> **What this task involves**: Based on the forum thread about a hard maple root wad, say whether each statement agrees with it. Answer yes or no for each, quoting the exact words that decide it. (a) Graybeard finds that having an end product in mind helps him process wood with minimal waste. (b) ripjack13 throws away whatever wood is left over. (c) justallan prefers to cut pieces as small as possible before putting them up for sale.

## BEGIN Quoted text

# Hard Maple Root Wad



## Graybeard (Oct 23, 2015)

A friend gave me this hard maple from the root wad of the tree. Lots of work ahead, and behind me. I'm sure it'll be worth it.



 

And he threw in the cherry burl on the lower right.

Reactions: Like 9 | EyeCandy! 2 | Way Cool 1


----------



## barry richardson (Oct 23, 2015)

Nice! I see lots of good stuff there...

Reactions: Agree 2


----------



## ripjack13 (Oct 23, 2015)

Mmmmmm.....yummy.


----------



## Graybeard (Oct 24, 2015)

I'm finally coming to the realization if I have an end product in mind it helps process the wood with minimal waste. This time I had in mind pen blanks, call blanks, handles, bangles and bowls and processed accordingly.

I know there are others that "let the wood" talk to them. Afraid I'm wood deaf.

What about you?


----------



## ripjack13 (Oct 24, 2015)

I like to get a bunch of stuff out of whatever I can. I stick to pistol grips, bowls, pens, small snowmen figures, knife handles and whatever is left over I have been putting in a box to have casted.


----------



## justallan (Nov 1, 2015)

I try to start planning the outcome when I'm sawing a log or burl and make changes as I go along, letting the quality of the log or burl dictate what I can get out of it.
When I start processing it down to box sized pieces, blanks and caps I try to lose any junk that I can, but I try to keep in mind that when I post something for sale everyone has different ideas and views as to what it can become and leaving pieces bigger gives folks more options.

Reactions: Agree 1


----------



## Nature Man (Nov 1, 2015)

The hard work is done, what with dicing up the piece amongst dirt found in root balls. Now the fun part really begins! Tons of potential here. Nice to have friends that give you wood. Chuck


----------

## END Quoted text
## BEGIN Data

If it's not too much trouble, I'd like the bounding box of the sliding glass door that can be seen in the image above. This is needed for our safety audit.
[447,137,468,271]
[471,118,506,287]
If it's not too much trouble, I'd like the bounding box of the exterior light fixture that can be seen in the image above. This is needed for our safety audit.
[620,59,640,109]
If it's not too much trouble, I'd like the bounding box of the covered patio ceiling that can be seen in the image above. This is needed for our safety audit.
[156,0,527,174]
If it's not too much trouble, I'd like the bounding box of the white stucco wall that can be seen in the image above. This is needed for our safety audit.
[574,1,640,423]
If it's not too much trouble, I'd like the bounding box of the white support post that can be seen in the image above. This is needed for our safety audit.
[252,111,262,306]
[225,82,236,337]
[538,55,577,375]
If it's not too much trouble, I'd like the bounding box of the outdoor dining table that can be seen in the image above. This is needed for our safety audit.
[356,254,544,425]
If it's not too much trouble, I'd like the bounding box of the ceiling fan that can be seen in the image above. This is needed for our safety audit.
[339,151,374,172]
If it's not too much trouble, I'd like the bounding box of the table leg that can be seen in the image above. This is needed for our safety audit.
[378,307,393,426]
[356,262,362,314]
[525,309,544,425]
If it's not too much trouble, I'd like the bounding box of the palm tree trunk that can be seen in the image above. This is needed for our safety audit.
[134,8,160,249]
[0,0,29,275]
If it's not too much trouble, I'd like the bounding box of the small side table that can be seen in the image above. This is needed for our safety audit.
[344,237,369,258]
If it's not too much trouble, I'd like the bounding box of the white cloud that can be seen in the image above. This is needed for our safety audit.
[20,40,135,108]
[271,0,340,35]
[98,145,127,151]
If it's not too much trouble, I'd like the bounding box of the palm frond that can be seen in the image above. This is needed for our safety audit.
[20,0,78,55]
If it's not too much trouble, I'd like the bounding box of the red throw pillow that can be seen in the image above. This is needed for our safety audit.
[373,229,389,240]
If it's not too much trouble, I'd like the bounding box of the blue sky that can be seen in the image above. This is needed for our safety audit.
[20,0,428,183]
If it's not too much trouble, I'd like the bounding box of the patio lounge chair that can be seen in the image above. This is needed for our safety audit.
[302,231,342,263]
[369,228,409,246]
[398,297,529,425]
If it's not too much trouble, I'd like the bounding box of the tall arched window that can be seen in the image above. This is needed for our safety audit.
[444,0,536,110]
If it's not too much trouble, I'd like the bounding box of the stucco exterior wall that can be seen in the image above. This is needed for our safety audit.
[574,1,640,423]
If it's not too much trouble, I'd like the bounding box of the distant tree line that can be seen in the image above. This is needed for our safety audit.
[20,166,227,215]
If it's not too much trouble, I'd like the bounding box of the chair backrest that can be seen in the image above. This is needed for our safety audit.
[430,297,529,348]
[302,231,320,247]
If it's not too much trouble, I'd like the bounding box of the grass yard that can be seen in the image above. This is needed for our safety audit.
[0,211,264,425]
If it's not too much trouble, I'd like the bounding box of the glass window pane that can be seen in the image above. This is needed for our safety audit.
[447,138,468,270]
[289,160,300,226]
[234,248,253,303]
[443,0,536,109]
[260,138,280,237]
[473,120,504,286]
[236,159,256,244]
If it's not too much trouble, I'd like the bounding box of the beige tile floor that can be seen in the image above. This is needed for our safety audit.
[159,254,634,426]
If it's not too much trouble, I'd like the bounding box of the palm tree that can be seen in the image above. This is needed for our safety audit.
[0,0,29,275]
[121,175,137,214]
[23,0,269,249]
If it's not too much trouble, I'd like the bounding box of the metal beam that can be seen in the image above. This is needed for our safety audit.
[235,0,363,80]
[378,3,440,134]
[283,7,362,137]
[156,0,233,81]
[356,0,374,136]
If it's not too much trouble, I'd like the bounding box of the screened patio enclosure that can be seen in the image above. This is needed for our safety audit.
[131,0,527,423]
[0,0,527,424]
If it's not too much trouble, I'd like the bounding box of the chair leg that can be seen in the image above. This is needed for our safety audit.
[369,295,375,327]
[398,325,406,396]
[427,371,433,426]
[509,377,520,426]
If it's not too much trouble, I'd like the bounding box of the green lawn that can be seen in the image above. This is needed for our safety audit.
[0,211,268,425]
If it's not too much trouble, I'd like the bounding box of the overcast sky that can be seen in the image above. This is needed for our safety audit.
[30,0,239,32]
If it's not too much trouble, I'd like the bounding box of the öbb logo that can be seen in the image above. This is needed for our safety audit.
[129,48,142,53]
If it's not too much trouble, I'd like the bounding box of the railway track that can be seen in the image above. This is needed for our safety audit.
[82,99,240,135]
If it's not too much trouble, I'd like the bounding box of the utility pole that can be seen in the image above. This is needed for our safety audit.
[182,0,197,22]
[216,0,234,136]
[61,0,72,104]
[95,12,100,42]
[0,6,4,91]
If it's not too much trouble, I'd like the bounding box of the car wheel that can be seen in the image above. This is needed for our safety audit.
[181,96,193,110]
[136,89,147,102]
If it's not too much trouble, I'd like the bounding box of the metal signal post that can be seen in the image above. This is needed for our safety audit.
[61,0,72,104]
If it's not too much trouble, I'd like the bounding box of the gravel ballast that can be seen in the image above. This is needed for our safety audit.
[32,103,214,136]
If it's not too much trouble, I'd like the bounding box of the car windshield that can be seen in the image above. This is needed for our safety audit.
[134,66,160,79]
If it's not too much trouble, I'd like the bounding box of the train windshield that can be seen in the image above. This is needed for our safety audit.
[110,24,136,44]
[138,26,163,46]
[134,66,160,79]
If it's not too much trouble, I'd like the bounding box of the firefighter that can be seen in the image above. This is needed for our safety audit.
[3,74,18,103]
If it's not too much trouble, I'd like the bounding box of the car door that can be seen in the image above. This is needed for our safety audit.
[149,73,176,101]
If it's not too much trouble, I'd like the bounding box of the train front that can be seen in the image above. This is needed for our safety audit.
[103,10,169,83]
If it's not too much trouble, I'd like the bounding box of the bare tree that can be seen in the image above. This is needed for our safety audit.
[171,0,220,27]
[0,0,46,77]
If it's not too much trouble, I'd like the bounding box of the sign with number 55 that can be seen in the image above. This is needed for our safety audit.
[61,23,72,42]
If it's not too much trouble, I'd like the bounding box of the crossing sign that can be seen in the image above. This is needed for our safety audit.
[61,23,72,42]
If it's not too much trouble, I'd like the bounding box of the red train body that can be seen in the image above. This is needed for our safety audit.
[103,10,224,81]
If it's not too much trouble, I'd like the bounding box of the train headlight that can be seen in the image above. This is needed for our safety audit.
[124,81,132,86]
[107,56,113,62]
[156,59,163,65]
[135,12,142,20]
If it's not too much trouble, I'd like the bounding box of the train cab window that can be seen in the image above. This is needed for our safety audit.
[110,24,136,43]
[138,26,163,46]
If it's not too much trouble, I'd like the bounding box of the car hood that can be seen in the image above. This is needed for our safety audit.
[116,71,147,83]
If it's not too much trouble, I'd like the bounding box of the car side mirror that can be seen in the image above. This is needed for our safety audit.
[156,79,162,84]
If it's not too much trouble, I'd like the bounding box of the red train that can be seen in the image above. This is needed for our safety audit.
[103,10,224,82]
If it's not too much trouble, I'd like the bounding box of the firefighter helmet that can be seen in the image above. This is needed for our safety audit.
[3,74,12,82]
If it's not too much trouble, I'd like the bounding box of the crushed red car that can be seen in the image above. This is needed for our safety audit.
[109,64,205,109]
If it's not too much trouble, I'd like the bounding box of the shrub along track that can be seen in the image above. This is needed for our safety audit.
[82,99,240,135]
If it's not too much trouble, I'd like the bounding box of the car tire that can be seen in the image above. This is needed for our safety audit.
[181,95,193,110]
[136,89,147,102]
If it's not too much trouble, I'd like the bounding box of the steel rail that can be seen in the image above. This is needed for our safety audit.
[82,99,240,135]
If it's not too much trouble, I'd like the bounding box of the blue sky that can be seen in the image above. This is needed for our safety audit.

## END Data

> **Solution to this task**:
(a) Yes: "if I have an end product in mind it helps process the wood with minimal waste"
(b) No: "whatever is left over I have been putting in a box to have casted"
(c) No: "leaving pieces bigger gives folks more options"